_Exercises_:
a – Using the theater list, answer each question on its own line:
(i) Which ensemble performed The Cripple of Inishmaan on its tour?
(ii) Which two venues are listed for Sons of the Prophet?
(iii) Where was The Rocky Horror Show seen?
b – Condense the group of shows under the heading "ZOMG" in the theater list into one or two sentences, keeping each show and where it played.

I also have a complete list of shows I've seen since 2007.

BEST. EVER.
Black Watch - National Theatre of Scotland at St. Ann's Warehouse - off-Broadway
The Cripple of Inishmaan - Druid ensemble tour through ArtsEmerson - Boston
Frankenstein - National Theatre (London) Live broadcast

ZOMG
American Idiot - Broadway
The Book of Mormon - Broadway
The Intelligent Homosexual's Guide to Capitalism and Socialism with a Key to the Scriptures - Public Theater - off-Broadway
The Merchant of Venice - Theatre for a New Audience at Emerson's Cutler Majestic - Boston
Once - Broadway

W00T
Anything Goes - Broadway
Arcadia - Broadway
Carson McCullers Talks about Love - Rattlestick Theatre - off-Broadway
Completeness - Playwrights Horizons - off-Broadway
The Dream of the Burning Boy - Roundabout Theatre Black Box - off-Broadway
Good People - Broadway
Gruesome Playground Injuries - Second Stage - off-Broadway
Hadestown (Anais Mitchell) - traveling concert version
Invasion! - Play Company - off-off-Broadway
The Lyons - Vineyard Theatre - off-Broadway
Misterman - St. Ann's Warehouse - off-Broadway
The Normal Heart - Broadway
The Public - Powerhouse - New York Stage and Film at Vassar College
The Rocky Horror Show - The Old Globe, San Diego
Seminar - Broadway
Sons of the Prophet - Huntington Theatre - Boston
Sons of the Prophet - Roundabout Theatre - off-Broadway
Through a Glass Darkly - Atlantic Theater - off-Broadway
Venus in Fur - MTC - Broadway

Saturday, December 24, 2011

Awkward turtle (On a Clear Day You Can See Forever opening)

_Information shown_:
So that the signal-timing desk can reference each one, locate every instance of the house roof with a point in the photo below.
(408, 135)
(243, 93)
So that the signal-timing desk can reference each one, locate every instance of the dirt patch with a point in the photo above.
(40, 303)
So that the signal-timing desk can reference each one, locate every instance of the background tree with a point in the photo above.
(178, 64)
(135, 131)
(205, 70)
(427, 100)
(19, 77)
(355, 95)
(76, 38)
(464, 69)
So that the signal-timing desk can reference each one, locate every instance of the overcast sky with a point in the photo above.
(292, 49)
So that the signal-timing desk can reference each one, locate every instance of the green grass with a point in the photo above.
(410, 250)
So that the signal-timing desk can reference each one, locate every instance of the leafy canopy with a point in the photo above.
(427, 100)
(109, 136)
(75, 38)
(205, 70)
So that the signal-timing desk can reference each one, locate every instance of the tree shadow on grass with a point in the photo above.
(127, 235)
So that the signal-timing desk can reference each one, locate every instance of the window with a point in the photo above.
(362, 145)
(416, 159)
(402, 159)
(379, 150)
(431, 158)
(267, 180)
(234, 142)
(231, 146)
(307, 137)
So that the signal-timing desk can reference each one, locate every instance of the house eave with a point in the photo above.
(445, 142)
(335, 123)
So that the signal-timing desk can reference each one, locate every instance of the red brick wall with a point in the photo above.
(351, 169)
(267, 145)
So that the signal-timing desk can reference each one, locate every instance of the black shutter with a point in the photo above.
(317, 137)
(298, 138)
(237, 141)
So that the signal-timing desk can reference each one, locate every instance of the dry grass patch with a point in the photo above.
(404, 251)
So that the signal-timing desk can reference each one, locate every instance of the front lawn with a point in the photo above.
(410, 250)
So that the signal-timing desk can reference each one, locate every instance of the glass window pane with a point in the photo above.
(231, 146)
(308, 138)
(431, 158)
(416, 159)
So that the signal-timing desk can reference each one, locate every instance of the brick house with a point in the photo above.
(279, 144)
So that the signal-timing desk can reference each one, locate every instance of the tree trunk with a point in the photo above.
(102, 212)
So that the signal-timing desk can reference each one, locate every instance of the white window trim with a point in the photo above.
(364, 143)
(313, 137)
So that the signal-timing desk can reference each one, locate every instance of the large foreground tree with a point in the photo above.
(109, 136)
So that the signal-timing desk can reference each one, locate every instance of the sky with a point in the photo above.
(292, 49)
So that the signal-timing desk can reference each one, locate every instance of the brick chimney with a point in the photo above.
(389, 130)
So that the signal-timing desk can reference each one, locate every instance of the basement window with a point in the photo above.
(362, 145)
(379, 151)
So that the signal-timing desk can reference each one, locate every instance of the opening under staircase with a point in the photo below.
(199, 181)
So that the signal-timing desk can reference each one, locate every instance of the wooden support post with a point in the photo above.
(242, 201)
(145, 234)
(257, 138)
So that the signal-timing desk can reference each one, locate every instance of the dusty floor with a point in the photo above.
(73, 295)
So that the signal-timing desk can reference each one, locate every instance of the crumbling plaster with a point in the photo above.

_Answers per task_:
a –
(i) The Druid ensemble
(ii) The Huntington Theatre in Boston and the Roundabout Theatre off-Broadway
(iii) The Old Globe, San Diego

b – Under "ZOMG" are three Broadway shows, American Idiot, The Book of Mormon, and Once, plus The Intelligent Homosexual's Guide to Capitalism and Socialism with a Key to the Scriptures at the Public Theater off-Broadway. The fifth is The Merchant of Venice, by Theatre for a New Audience at Emerson's Cutler Majestic in Boston.